::: Page extract :::

6. Formation of Complex Ions With Ligands

Transition metals can form complex ions by coordinating with ligands — molecules or ions that donate pairs of electrons to the metal. This ability to form coordination complexes is fundamental to many biological processes (e.g., oxygen transport by hemoglobin) and industrial applications (e.g., catalysis and the purification of metals).

7. High Density and Hardness

The closely packed crystal lattice and the presence of d electrons contribute to the high density and hardness of transition metals compared to s-block elements. This makes them suitable for structural applications and tools.

8. Catalysts in Chemical Reactions

Transition metals and their compounds serve as excellent catalysts due to their ability to adopt multiple oxidation states and form complexes. They can facilitate chemical reactions without being consumed in the process, significantly increasing the rate of reaction. Catalysts like platinum and palladium, for example, are crucial in automotive catalytic converters for the reduction of harmful emissions.

9. Ability To Form Alloys

Transition metals can easily mix with other metals to form alloys, materials with enhanced properties, such as: greater strength, corrosion resistance, or electrical conductivity. Steel, brass, and bronze are some examples of popular alloys.

:::

__Things to do__.
a: Copy everything in the passage on transition metals from "8. Catalysts in" down to "of popular alloys.".
b: According to the passage on transition metals, which two metals are crucial in automotive catalytic converters?
The data after this text come from a different source.

::: Source data :::

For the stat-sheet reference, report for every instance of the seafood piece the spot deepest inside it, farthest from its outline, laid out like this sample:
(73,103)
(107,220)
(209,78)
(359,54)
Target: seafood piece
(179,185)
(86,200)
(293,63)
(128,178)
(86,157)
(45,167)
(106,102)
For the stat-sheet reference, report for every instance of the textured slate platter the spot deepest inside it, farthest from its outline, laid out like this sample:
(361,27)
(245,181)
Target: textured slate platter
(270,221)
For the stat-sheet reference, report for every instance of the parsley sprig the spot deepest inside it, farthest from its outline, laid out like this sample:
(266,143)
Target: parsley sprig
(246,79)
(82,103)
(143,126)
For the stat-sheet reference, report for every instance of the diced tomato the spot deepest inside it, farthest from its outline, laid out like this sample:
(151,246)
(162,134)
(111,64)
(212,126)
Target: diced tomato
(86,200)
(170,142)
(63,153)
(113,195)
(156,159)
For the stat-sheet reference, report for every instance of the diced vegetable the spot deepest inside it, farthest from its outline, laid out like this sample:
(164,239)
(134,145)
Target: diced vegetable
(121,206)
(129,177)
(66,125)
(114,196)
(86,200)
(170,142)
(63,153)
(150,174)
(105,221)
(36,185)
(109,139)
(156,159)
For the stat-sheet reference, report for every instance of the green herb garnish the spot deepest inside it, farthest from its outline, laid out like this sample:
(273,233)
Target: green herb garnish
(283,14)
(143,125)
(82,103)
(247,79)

:::
::: Source data :::

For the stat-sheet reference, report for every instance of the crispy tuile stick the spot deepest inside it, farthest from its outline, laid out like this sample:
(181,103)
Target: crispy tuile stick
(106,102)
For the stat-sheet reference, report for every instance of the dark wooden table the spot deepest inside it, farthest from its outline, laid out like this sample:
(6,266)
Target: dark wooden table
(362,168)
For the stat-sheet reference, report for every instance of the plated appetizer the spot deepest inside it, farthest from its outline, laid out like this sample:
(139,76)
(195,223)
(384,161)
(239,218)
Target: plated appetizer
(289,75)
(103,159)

:::
::: Source data :::

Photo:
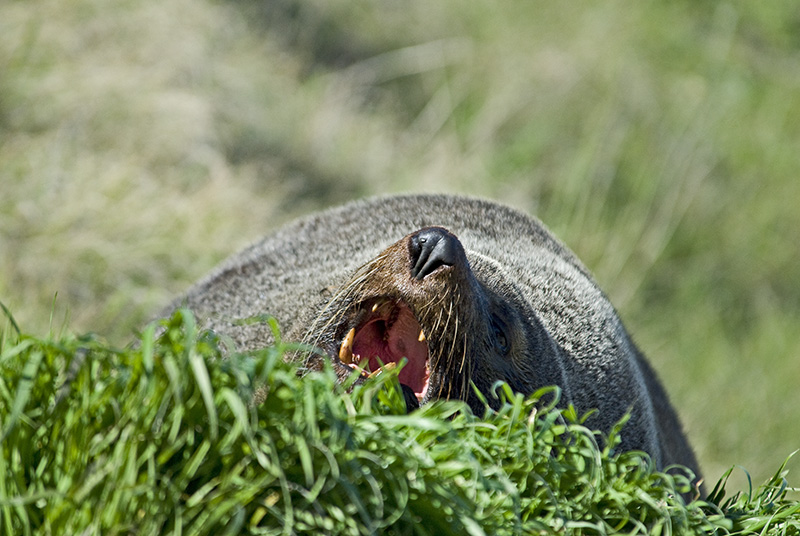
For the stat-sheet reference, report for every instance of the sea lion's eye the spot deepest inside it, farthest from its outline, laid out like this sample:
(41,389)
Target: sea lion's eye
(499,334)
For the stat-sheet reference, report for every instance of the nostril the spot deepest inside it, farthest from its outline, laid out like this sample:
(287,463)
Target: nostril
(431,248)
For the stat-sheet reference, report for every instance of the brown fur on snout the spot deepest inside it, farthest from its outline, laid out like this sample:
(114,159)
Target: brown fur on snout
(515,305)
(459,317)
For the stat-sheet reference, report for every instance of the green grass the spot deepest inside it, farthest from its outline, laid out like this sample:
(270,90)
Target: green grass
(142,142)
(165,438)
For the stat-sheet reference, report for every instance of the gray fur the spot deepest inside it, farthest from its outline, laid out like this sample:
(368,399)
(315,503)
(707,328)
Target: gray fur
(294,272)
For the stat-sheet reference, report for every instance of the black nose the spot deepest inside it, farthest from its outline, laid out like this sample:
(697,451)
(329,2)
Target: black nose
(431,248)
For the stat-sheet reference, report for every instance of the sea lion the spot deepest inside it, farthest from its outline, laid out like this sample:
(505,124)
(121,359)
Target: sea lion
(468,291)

:::

__Solutions below__.
a:
8. Catalysts in Chemical Reactions

Transition metals and their compounds serve as excellent catalysts due to their ability to adopt multiple oxidation states and form complexes. They can facilitate chemical reactions without being consumed in the process, significantly increasing the rate of reaction. Catalysts like platinum and palladium, for example, are crucial in automotive catalytic converters for the reduction of harmful emissions.

9. Ability To Form Alloys

Transition metals can easily mix with other metals to form alloys, materials with enhanced properties, such as: greater strength, corrosion resistance, or electrical conductivity. Steel, brass, and bronze are some examples of popular alloys.

b: Platinum and palladium.